Associate Prof. Vincent Oria (New Jersey Institute of Technology University)
Learn about some of the new trends in databases, and compare different database architectures and query processes beneficial for certain types of applications. This series of lecture will discuss topics that are of growing importance in both the database research community and industry. The topics that will be discussed are Multimedia database, Streaming Data Management, Peer-to-peer data management, Mobile and ubiquitous data management, and Database security and privacy. Each topic will be covered in a 3 hour lecture.
Short Bio of the Lecturer:
Vincent Oria is currently an associate professor of computer science at the New Jersey Institute of Technology. His research interests are multimedia databases, moving object databases and database security. He has held a visiting research scholar at National Institute of Informatics (Tokyo, Japan), and a visiting professor or researcher at FhG-IPSI (Darmstadt, Germany), ENST (Paris, France), University of Paris-IX Dauphine (Paris, France), INRIA (Roquencourt, France) and CNAM (Paris France). He has served on a number of conference program committees.
National Institute of Informatics, 20F, meeting room 1 (2009)
Multimedia in principle means data of more than one medium. Multimedia data usually refers to data representing multiple types of medium to capture information and experiences related to objects and events. Commonly used forms of data are numbers, alphanumeric, text, images, audio, and video. A multimedia database should be a database system that can help manage data of multiple type of medium. Due to the complexity and differences of multimedia data, each type of medium is in practice handled differently. In this lecture, I will discuss issues related to building a real multimedia database system where multiple media types can coexist.
Stream data management refers to novel application needs where a large amount of data has to be processed and analyzed in real time. It differs from business activity monitoring in that the client of a stream processing application is often a program, rather than a human. Currently, stream processing is widely used in computing real-time analytics in e-trading, maintaining the state of massively multi-player Internet games, real-time risk analysis, network monitoring, and national security applications. In the future, the declining cost of sensor technology will create new markets for this technology. The lecture will discuss application needs, system architecture, query possessing and open issues.

### DATASET
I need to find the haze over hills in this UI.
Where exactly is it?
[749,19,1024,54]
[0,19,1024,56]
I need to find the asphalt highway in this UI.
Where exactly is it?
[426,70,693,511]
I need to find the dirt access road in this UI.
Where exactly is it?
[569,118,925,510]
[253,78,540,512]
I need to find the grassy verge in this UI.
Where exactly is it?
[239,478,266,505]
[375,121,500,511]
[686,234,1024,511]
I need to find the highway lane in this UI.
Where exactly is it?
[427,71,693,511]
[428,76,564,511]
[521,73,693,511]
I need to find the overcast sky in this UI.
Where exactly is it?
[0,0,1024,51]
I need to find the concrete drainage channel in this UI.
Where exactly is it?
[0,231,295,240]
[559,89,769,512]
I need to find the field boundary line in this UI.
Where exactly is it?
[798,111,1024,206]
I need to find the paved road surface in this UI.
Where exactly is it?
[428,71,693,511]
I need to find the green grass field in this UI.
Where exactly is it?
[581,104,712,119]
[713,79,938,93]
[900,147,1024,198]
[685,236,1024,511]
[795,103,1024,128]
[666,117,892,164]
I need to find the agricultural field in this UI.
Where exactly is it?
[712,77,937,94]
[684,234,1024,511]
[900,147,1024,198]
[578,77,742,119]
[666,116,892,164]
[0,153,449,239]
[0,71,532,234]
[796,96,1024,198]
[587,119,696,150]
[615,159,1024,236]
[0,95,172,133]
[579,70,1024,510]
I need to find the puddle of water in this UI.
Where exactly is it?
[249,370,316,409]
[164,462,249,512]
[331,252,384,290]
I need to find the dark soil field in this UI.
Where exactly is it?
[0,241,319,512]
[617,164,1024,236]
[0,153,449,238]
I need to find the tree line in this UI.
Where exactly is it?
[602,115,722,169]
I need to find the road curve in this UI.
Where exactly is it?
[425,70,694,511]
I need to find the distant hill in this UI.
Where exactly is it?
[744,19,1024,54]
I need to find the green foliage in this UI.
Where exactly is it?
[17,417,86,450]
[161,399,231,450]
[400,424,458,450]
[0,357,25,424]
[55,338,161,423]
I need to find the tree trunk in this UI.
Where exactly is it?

### COMPLETE THE FOLLOWING
1. Answer these questions from the text on the database lecture series, one line each:
(a) How long is the lecture for each topic?
(b) At which institution was the lecturer a visiting research scholar?
(c) Who is often the client of a stream processing application?
2. Please write out the passage from the text on the database lecture series, from "Stream data management" to "and open issues.".
3. Pick up the text on the database lecture series after its last sentence and continue it.

### TASK ANSWERS
1.
(a) 3 hours
(b) National Institute of Informatics (Tokyo, Japan)
(c) A program, rather than a human

2.
Stream data management refers to novel application needs where a large amount of data has to be processed and analyzed in real time. It differs from business activity monitoring in that the client of a stream processing application is often a program, rather than a human. Currently, stream processing is widely used in computing real-time analytics in e-trading, maintaining the state of massively multi-player Internet games, real-time risk analysis, network monitoring, and national security applications. In the future, the declining cost of sensor technology will create new markets for this technology. The lecture will discuss application needs, system architecture, query possessing and open issues.

3.
Peer-to-peer (P2P) computing consists of an open-ended network of distributed computational peers, where each peer can exchange data and services with a set of other peers, called acquaintances. Peers are fully autonomous in choosing their acquaintances. We can also assume that there is no global control in the form of a global registry, global services, or global resource management, nor a global schema or data repository. What are the data management issues raised by this case, knowing that each peer may have data to share with other peers. This lecture will present solutions proposed for data models, architecture for a prototype implementation, and discuss open research questions
In Ubiquitous databases, the data are physically attached to real world "objects". Imagine a health care system where every patient keeps his/her medical records for example. In this scenario, how to share these data among different organizations consistently and effectively and efficiently retrieve them? Another application is moving object databases. A moving object is essentially a time dependent geometry. One can distinguish between moving objects for which only the time dependent position is of interest and those for which also shape and extent are relevant and may change over time. Querying these data raises some issues in the processing and indexing as the data is not stable.
The database server is certainly the most important server in a company as it stores client information, product and service information, financial information, human resource details etc. The database server contains the data that keeps a company running. When the database server is managed locally by the company, there are some solutions in place that work assuming that the database administrator can be trusted. When a company outsources its database is there a solution that can allow the company to retrieve data while keeping intruders including the database administrator from having access to the database content?